■ What is expected
Reproduce, word for word, every line starting at the line that contains "the woman's arm" and ending with the final line of the entries.

■ Records shown
^^^^^^^^
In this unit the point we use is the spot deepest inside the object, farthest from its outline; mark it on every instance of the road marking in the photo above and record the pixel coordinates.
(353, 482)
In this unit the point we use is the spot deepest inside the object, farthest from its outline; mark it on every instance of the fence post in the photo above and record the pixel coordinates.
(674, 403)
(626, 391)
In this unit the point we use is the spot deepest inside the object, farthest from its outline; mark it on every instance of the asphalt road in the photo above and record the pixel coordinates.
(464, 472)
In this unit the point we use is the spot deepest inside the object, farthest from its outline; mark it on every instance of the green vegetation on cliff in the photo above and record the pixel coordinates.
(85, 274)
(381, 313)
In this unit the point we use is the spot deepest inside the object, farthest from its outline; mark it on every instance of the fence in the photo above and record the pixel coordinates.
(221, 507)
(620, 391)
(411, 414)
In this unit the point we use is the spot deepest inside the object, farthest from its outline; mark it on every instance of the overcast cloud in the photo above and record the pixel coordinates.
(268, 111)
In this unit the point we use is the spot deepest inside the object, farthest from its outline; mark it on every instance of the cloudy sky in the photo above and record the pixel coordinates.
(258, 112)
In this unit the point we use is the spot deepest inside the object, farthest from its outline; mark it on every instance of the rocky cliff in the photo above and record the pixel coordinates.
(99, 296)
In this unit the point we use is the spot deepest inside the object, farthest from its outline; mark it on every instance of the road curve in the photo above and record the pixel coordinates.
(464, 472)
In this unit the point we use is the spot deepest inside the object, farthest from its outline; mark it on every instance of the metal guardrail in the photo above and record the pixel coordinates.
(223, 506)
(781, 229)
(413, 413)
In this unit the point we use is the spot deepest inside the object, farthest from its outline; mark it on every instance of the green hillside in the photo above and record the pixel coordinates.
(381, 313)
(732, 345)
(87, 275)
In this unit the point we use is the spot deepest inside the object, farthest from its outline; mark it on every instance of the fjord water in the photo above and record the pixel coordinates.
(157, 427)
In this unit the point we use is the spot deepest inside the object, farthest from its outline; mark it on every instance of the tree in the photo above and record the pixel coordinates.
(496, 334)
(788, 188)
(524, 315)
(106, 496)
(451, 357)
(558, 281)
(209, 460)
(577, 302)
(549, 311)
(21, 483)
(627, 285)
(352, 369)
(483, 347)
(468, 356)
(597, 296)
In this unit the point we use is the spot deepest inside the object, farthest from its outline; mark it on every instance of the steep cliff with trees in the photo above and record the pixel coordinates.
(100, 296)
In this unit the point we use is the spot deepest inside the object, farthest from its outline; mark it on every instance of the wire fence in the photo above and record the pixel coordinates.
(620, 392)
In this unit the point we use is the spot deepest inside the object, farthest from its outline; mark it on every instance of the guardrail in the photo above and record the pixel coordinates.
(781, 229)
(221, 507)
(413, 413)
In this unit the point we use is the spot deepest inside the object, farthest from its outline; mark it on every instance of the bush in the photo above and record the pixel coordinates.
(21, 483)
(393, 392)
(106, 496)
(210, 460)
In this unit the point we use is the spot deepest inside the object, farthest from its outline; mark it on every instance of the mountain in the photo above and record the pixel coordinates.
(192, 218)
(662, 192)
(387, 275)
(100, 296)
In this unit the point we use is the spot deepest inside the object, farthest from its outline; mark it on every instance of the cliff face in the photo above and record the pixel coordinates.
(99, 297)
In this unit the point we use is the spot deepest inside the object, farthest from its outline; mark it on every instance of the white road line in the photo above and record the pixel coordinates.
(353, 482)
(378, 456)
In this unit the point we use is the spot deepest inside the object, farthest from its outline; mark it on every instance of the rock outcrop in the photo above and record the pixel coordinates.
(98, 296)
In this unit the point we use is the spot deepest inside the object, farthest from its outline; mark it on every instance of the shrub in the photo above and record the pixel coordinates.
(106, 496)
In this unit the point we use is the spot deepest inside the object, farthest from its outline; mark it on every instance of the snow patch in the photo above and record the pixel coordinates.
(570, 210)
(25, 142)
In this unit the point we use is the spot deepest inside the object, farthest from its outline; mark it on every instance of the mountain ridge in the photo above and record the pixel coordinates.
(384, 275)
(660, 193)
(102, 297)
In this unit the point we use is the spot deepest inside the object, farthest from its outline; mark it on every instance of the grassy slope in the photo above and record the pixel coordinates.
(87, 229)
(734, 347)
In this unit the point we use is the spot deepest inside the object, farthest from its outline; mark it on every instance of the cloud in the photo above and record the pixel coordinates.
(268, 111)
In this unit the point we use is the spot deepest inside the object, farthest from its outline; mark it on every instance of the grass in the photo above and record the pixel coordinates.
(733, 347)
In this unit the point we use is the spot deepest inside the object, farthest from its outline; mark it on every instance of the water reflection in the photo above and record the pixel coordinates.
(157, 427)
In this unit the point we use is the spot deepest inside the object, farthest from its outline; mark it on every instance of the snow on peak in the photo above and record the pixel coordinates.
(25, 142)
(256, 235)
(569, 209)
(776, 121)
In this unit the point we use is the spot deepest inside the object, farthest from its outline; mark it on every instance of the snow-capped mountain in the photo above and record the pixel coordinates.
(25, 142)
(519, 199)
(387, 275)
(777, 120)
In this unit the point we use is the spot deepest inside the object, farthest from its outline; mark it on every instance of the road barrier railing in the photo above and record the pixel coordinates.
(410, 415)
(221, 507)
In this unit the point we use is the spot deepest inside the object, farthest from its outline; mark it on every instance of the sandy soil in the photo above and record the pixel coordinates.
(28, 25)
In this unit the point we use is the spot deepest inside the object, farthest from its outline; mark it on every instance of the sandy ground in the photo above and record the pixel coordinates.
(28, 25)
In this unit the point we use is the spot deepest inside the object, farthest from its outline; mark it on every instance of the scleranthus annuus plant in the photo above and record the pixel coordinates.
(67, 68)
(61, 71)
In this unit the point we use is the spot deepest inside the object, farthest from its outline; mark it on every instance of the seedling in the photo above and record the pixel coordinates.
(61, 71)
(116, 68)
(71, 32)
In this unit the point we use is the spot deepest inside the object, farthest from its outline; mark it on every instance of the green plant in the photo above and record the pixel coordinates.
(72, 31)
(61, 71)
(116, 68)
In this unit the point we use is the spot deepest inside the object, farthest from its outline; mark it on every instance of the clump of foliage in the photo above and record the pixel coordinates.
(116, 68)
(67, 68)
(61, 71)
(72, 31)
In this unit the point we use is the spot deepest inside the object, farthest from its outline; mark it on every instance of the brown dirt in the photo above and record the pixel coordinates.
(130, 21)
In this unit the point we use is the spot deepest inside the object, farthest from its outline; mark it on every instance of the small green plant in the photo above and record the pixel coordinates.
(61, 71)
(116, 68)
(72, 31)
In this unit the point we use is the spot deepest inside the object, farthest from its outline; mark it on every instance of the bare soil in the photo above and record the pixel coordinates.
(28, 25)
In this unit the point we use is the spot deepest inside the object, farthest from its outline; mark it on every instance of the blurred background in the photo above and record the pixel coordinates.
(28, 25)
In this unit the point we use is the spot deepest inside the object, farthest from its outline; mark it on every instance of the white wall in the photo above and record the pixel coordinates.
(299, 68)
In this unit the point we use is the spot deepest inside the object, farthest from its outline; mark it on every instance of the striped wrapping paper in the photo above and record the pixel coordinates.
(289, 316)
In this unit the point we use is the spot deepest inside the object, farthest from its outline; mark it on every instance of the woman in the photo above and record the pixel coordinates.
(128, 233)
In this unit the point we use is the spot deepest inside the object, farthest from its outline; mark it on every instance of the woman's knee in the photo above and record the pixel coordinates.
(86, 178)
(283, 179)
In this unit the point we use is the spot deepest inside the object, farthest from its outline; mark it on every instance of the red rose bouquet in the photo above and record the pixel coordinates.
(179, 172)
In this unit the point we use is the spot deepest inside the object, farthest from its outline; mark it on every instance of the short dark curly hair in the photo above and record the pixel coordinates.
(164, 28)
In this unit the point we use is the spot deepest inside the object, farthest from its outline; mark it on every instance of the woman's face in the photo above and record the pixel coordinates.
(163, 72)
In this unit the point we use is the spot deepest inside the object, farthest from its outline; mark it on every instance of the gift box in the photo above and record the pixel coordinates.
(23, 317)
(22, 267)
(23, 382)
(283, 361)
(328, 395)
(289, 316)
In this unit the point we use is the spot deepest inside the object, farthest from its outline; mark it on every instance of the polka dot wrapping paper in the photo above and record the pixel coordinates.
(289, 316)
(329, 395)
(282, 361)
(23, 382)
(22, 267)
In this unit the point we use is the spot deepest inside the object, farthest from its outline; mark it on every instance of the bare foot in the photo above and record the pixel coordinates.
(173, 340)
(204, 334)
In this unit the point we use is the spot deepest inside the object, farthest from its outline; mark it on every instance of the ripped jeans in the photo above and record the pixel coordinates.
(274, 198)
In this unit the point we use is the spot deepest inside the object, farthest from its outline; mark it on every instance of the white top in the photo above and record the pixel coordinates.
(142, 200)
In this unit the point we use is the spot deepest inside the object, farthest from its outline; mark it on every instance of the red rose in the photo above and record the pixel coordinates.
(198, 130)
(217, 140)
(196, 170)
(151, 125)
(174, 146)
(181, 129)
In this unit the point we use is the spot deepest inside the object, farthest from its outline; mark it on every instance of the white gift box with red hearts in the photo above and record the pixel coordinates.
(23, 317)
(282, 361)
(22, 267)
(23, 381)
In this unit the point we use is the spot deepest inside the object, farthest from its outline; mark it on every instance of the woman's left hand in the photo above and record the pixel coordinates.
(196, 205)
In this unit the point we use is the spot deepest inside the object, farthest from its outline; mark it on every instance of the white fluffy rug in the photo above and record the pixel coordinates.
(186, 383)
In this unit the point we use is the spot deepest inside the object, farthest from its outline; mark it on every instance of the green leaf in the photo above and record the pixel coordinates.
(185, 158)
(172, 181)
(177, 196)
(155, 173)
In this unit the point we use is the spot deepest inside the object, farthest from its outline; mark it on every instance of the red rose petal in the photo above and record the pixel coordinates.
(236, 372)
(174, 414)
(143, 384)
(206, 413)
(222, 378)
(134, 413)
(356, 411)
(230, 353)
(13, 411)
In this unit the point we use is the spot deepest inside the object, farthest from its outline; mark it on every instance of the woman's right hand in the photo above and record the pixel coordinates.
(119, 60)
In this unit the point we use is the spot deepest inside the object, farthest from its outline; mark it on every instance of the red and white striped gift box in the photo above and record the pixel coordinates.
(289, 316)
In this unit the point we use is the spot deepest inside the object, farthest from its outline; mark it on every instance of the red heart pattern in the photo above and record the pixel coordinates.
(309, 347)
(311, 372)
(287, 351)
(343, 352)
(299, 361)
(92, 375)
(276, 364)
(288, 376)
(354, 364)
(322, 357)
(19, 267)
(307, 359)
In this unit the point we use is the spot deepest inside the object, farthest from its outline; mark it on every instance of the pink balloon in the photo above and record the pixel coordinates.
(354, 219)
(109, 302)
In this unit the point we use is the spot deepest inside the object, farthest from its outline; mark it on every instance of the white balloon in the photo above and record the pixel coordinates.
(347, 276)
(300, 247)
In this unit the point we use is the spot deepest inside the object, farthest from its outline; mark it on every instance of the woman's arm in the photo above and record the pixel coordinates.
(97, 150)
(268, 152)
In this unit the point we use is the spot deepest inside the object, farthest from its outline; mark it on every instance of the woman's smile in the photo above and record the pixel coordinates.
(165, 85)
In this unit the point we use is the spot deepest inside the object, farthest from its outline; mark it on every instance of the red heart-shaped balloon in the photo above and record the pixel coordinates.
^^^^^^^^
■ Exercise result
In this unit the point we use is the spot deepest inside the object, farthest from its outline; mark it on every instance of the woman's arm in the photo above and record the pixel coordinates.
(97, 150)
(268, 152)
In this unit the point we use is the spot deepest inside the object, farthest from its outline; mark it on every instance of the woman's smile in the photo above and record the pixel coordinates.
(165, 85)
In this unit the point we use is the spot deepest inside the object, farthest from its outline; mark it on every instance of the red heart-shaped balloon in the photo above and record the pixel coordinates.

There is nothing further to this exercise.